● **DO THIS**
Copy every line from the one containing "Target: sesame seed bun top" through the last line of the records below, both included, and nothing else.

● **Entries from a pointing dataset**
_ _ _ _
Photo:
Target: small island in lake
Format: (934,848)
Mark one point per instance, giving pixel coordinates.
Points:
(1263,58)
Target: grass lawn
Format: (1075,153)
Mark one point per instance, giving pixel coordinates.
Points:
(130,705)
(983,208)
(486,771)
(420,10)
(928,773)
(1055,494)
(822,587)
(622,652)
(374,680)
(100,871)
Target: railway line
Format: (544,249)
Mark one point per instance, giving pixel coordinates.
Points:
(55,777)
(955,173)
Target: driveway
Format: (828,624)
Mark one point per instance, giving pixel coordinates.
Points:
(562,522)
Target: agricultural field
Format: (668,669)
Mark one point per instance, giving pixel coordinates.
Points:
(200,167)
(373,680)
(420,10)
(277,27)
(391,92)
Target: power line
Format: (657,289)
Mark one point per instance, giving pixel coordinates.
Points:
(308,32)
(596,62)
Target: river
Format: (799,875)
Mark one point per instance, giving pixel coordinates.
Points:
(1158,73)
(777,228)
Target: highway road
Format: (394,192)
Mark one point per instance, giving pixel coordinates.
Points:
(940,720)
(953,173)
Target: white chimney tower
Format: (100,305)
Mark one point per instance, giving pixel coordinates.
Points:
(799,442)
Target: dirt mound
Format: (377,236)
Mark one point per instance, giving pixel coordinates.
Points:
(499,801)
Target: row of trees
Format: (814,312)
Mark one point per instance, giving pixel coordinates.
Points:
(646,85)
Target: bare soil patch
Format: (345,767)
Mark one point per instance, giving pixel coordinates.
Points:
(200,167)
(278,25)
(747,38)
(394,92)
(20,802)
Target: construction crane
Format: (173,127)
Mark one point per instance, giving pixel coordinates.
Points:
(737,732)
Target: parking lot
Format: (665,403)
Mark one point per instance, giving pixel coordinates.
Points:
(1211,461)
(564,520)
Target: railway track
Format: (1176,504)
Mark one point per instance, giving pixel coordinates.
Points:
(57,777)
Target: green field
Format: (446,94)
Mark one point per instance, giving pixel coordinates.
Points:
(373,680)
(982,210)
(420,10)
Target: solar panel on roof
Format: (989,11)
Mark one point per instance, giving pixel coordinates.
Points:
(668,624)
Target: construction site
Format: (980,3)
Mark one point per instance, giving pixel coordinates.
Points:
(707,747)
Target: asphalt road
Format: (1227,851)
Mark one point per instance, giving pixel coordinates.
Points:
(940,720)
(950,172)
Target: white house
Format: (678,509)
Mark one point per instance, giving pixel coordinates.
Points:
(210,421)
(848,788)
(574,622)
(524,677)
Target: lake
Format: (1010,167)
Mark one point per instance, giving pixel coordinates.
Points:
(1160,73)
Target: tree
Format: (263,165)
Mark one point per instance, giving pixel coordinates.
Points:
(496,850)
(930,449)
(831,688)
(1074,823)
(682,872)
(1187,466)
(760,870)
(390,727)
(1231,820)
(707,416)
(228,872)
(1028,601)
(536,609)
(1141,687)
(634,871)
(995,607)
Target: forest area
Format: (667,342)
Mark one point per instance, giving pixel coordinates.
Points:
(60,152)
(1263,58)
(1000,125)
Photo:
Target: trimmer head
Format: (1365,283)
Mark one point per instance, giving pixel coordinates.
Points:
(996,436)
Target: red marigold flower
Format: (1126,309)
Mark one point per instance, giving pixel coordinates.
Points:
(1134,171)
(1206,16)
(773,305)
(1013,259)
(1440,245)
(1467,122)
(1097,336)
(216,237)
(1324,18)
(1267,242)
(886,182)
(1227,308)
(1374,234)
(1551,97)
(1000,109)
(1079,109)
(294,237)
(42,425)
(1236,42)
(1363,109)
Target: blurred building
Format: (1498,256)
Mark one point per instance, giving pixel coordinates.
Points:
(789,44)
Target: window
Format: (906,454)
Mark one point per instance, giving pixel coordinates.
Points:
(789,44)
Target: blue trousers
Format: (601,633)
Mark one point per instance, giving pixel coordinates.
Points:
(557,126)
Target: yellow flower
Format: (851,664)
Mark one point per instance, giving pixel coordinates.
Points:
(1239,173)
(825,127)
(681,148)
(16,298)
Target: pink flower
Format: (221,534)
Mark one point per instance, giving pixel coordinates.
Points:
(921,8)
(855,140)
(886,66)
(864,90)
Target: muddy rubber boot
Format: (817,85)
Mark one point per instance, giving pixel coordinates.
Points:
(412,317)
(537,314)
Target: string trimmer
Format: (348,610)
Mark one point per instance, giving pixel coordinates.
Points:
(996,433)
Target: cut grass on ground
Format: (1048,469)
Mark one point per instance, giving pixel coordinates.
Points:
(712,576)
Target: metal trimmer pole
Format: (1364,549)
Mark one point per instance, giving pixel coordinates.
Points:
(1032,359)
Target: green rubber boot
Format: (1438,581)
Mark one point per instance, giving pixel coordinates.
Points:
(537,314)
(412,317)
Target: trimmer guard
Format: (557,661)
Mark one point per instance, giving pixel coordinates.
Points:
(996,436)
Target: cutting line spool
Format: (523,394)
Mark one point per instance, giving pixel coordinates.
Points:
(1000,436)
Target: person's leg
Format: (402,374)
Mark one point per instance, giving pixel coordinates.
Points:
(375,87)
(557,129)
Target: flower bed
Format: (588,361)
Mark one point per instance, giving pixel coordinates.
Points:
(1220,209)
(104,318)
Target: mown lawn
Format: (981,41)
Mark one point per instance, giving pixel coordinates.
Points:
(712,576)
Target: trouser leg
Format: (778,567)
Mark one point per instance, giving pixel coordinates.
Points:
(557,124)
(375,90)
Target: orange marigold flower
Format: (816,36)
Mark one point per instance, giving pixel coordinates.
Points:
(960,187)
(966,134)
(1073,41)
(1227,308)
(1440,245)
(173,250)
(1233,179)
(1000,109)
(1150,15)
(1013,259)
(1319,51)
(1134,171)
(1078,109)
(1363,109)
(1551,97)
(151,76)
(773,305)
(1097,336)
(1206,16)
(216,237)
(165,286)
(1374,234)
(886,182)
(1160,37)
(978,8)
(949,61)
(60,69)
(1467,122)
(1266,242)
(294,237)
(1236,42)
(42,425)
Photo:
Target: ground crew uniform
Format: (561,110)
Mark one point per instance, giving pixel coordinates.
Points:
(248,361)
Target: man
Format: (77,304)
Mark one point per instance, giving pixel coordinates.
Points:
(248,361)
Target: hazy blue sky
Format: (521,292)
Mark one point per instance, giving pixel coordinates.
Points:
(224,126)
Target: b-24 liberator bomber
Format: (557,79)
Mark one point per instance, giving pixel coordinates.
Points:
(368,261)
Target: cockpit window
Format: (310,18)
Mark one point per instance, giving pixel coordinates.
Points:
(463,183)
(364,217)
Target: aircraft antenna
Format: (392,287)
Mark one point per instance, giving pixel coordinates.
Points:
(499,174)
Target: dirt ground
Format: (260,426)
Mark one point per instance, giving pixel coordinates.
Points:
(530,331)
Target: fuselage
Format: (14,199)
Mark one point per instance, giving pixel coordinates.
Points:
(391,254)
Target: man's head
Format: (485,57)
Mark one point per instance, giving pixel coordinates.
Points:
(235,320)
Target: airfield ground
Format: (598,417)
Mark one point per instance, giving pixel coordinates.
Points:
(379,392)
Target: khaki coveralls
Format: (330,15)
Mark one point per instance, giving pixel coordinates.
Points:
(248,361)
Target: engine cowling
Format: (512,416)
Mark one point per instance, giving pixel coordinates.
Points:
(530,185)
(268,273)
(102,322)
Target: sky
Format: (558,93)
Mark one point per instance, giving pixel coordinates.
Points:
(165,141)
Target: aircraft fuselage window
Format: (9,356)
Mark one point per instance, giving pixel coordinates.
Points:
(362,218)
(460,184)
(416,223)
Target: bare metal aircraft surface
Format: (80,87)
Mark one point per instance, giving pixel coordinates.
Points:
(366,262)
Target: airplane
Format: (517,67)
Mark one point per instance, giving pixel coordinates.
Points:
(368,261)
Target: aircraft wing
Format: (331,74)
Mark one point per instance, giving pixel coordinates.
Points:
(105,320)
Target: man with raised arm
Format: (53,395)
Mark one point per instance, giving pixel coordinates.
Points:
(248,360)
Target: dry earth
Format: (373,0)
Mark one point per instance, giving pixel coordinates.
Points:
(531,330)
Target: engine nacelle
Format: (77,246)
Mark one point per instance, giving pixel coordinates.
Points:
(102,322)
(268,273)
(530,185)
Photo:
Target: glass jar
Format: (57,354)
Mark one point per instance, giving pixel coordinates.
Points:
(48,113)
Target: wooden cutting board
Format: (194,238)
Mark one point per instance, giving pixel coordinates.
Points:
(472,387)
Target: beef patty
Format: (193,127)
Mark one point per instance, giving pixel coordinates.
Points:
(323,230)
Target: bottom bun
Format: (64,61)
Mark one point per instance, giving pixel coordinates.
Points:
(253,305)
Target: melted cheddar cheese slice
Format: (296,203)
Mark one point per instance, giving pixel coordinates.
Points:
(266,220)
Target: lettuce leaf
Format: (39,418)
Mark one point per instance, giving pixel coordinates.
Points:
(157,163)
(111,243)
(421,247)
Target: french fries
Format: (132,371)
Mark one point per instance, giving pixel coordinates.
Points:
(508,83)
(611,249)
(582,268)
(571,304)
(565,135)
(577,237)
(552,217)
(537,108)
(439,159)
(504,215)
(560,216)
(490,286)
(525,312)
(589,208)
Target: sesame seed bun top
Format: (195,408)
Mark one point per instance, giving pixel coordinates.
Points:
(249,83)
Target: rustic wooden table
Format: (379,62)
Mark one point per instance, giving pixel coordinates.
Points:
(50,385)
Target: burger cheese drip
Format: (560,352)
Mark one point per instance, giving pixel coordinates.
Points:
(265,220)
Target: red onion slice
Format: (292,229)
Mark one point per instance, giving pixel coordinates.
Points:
_ _ _ _
● **SOLUTION BELOW**
Target: sesame seed bun top
Format: (195,408)
Mark one point per instance, giving pixel coordinates.
Points:
(249,83)
Target: rustic wooden table
Format: (379,62)
Mark one point per instance, giving pixel coordinates.
Points:
(50,385)
Target: burger cheese drip
Format: (560,352)
Mark one point per instance, giving pixel coordinates.
Points:
(265,220)
Target: red onion slice
Format: (292,229)
Mark one point per instance, giving pixel coordinates.
Points:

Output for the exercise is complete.